What the exercise asks >> Rewrite every one of the items below, switching "one point per instance" to "a point for every instance" wherever it occurs and leaving everything else unchanged.

Dataset entries >>
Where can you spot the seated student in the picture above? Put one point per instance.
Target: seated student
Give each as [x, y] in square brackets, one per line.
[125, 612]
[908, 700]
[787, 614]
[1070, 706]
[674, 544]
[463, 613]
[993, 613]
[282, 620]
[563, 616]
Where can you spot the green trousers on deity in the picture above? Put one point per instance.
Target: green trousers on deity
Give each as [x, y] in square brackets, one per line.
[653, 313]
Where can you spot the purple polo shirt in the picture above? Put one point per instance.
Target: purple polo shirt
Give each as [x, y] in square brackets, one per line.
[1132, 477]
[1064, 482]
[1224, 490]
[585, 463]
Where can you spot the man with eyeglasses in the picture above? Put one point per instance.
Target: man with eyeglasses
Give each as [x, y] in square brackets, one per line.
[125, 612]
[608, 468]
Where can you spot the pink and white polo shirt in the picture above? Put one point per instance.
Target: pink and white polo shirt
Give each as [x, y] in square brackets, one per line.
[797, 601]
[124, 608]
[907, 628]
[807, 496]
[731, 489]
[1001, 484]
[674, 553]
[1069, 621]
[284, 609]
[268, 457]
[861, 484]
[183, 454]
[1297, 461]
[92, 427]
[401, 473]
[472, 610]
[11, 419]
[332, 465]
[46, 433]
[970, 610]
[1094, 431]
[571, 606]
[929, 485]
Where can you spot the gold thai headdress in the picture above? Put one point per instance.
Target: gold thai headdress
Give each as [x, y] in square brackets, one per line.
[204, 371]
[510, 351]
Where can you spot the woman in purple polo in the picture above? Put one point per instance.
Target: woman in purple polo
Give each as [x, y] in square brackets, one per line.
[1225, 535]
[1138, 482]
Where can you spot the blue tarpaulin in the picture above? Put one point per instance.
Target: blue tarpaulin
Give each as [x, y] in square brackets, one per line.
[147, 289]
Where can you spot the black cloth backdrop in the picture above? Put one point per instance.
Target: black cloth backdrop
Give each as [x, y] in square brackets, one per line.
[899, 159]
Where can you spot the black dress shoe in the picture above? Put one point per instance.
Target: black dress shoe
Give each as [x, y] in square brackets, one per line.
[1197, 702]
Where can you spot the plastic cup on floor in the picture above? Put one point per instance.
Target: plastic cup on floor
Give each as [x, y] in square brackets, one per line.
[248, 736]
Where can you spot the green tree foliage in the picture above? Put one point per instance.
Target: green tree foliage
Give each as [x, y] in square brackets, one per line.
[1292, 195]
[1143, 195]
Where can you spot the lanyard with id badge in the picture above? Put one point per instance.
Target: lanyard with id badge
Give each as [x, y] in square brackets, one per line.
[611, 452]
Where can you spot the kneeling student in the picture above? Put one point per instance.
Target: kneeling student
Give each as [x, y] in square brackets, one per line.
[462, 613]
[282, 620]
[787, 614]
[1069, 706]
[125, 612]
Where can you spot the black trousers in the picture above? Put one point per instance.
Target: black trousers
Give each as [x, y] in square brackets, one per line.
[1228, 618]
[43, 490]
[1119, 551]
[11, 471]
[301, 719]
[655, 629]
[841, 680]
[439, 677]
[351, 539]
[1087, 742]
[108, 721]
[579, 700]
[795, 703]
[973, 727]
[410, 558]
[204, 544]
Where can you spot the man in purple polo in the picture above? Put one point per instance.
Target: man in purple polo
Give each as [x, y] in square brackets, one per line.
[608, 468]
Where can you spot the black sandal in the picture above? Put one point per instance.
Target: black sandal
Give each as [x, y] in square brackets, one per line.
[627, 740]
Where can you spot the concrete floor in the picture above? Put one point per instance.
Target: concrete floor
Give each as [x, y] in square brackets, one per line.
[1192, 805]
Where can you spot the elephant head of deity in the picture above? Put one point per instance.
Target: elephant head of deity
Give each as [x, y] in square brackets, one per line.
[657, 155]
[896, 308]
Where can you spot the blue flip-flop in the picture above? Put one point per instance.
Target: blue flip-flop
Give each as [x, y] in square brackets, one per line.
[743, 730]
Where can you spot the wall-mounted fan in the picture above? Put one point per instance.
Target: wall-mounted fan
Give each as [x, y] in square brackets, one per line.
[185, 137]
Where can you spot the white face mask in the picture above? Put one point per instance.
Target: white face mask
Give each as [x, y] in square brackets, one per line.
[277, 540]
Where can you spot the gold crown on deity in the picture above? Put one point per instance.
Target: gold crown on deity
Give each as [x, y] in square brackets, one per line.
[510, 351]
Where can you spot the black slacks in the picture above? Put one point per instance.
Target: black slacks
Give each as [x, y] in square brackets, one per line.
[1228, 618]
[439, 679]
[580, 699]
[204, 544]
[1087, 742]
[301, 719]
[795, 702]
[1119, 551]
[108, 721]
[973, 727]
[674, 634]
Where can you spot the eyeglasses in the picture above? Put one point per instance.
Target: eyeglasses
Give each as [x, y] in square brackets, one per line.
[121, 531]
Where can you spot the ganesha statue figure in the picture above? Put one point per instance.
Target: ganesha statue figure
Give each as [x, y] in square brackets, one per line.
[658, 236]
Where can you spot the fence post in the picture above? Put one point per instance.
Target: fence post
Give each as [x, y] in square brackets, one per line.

Response to this task >>
Where can you spot the seated student in the picture above? Put a point for every instance.
Target: seated student
Give each as [x, y] in square brackets, one per line.
[125, 612]
[908, 700]
[787, 614]
[1070, 706]
[674, 544]
[463, 613]
[993, 613]
[282, 620]
[563, 616]
Where can you spot the green trousers on deity in the picture above? Put a point for every instance.
Target: green trousers on deity
Give each as [x, y] in square brackets, one per line.
[653, 313]
Where can you spot the purple polo shirt in the picture above? Put a point for every instance.
Target: purple polo shirt
Give each as [x, y] in square brackets, one per line.
[1132, 477]
[1064, 482]
[1224, 490]
[585, 463]
Where can you spot the man with eyeglasses in the picture above? Put a point for every instance.
Target: man with eyeglasses
Give each as [x, y] in square brackets, one per line.
[125, 612]
[608, 468]
Where can you spot the pink and white polo shirt in the picture above? Put a point for every instance.
Target: pink and white polo shirt
Give each as [x, y] in square brackets, one per line.
[797, 601]
[124, 608]
[907, 628]
[807, 496]
[731, 489]
[1001, 484]
[674, 553]
[1069, 621]
[284, 609]
[268, 457]
[861, 484]
[183, 454]
[1297, 461]
[92, 427]
[401, 473]
[472, 610]
[11, 419]
[332, 465]
[46, 433]
[970, 610]
[1094, 431]
[571, 606]
[929, 485]
Where can you spot the gold thai headdress in the picture above? Put a point for every instance.
Target: gold thai headdress
Give each as [x, y] in square brackets, one per line.
[204, 371]
[510, 351]
Where can you spot the woman in purple polo in the picture above? Put a point for every instance.
Target: woman in purple polo
Give each as [x, y] in square brackets, one per line.
[1225, 535]
[1138, 482]
Where can you spot the blue tarpaulin in the picture above? Put a point for every instance.
Target: blue tarpaulin
Give each as [x, y] in square brackets, one per line.
[147, 289]
Where can you spot the black cloth backdrop in the picture above? Put a point for every instance.
Target: black cloth backdrop
Give each as [x, y] in square brackets, one per line.
[899, 159]
Where can you spot the black dress shoe in the picture above? Put a point for every instance.
Target: black dress shoe
Give each as [x, y] in square brackets, one per line.
[1197, 702]
Where can you spot the plastic cup on floor in the picture above? Put a point for every instance.
Target: plastic cup on floor
Give each as [x, y] in square brackets, one per line.
[248, 736]
Where can you spot the green tree foliage in the picture above? Put a point for every instance.
Target: green tree foliage
Give each as [x, y] in square brackets, one per line.
[1292, 195]
[1143, 195]
Where can you spot the lanyard with id badge in the picture above? Put a point for every instance.
Target: lanyard with id badge
Give each as [x, y] in square brackets, one per line.
[611, 452]
Where can you spot the kneeling student in the picture above? Put a point for every instance.
Target: kneeling student
Give each as [x, y] in square brackets, one per line.
[462, 613]
[282, 620]
[787, 614]
[1069, 706]
[125, 612]
Where can you spot the black trousers in the picture above? Put a point for every instance.
Target: black trousers
Give each as [x, y] in square brackets, one per line.
[1228, 618]
[43, 490]
[1119, 551]
[11, 471]
[301, 719]
[655, 629]
[841, 680]
[439, 677]
[351, 539]
[1087, 742]
[108, 721]
[579, 700]
[795, 703]
[973, 727]
[410, 558]
[204, 544]
Where can you spot the man in purple polo in the picture above? Put a point for every instance.
Target: man in purple polo
Give each as [x, y] in square brackets, one per line.
[608, 468]
Where can you spot the black sandal in the picture above? Put a point for every instance.
Target: black sandal
Give each as [x, y] in square brackets, one per line.
[627, 740]
Where can you spot the concrete floor in the picture above? Put a point for every instance.
Target: concrete floor
Give each as [x, y] in square brackets, one per line.
[1192, 805]
Where can you spot the elephant head of deity in the picture above? Put a point for every instance.
Target: elephant head of deity
Give each as [x, y] in square brackets, one per line.
[657, 155]
[896, 308]
Where can you spot the blue flip-flop in the picture above? Put a point for every instance.
Target: blue flip-flop
Give each as [x, y] in square brackets, one per line.
[743, 730]
Where can you spot the wall-mounted fan in the picture above? Put a point for every instance.
Target: wall-mounted fan
Give each as [x, y] in square brackets, one per line.
[185, 137]
Where can you spot the white face mask in the picture above? Put a point for every instance.
Target: white face mask
Give each as [x, y] in square brackets, one per line.
[277, 540]
Where can you spot the gold crown on deity in the picture above? Put a point for every instance.
Target: gold crown on deity
Give each as [x, y] in square brackets, one per line.
[510, 351]
Where can you spot the black slacks in the picture above? Put a point for every instance.
Target: black slacks
Give each as [x, y] in square brackets, one per line.
[1228, 618]
[439, 679]
[580, 699]
[204, 544]
[1087, 742]
[301, 719]
[795, 702]
[1119, 551]
[108, 721]
[973, 727]
[674, 634]
Where can you spot the eyeglasses in the picture above? Put a point for every instance.
Target: eyeglasses
Give each as [x, y] in square brackets, one per line.
[121, 531]
Where can you spot the ganesha statue figure in the picture above? Put a point for every instance.
Target: ganesha statue figure
Give each as [x, y] in square brackets, one per line.
[658, 236]
Where can you spot the fence post in the picture above? Put a point for every instance.
Target: fence post
Give each as [x, y] in square brackets, one per line.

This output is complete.